#### Work instructions
Copy the data below word for word, leaving out the pictures.

#### Supplied information
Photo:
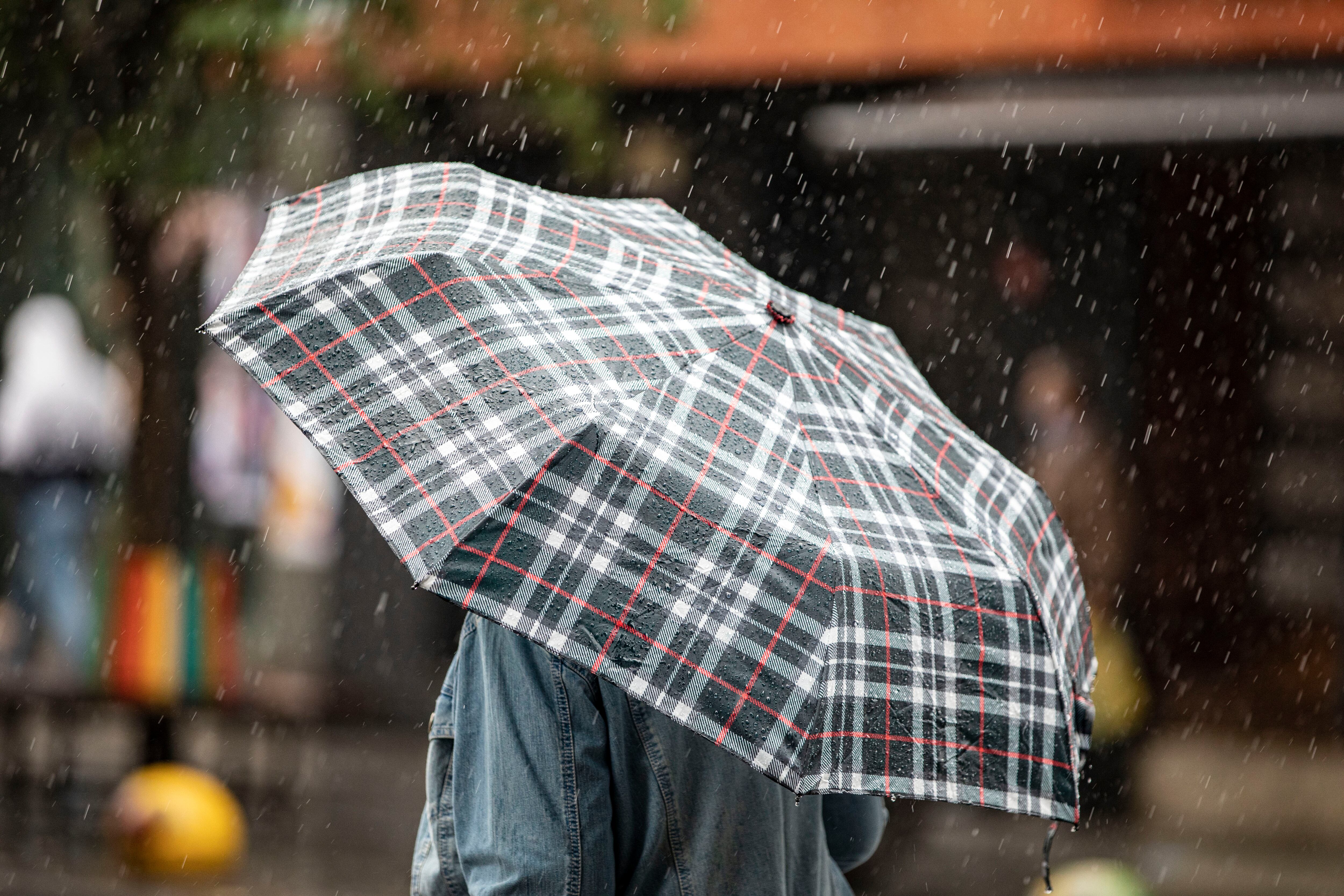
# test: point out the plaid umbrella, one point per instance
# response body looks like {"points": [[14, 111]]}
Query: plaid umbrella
{"points": [[592, 424]]}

#### Finished answer
Photo:
# test: point out the plaid umbrella, one point per instance
# response body looks like {"points": [[14, 111]]}
Query: plaid umbrella
{"points": [[592, 424]]}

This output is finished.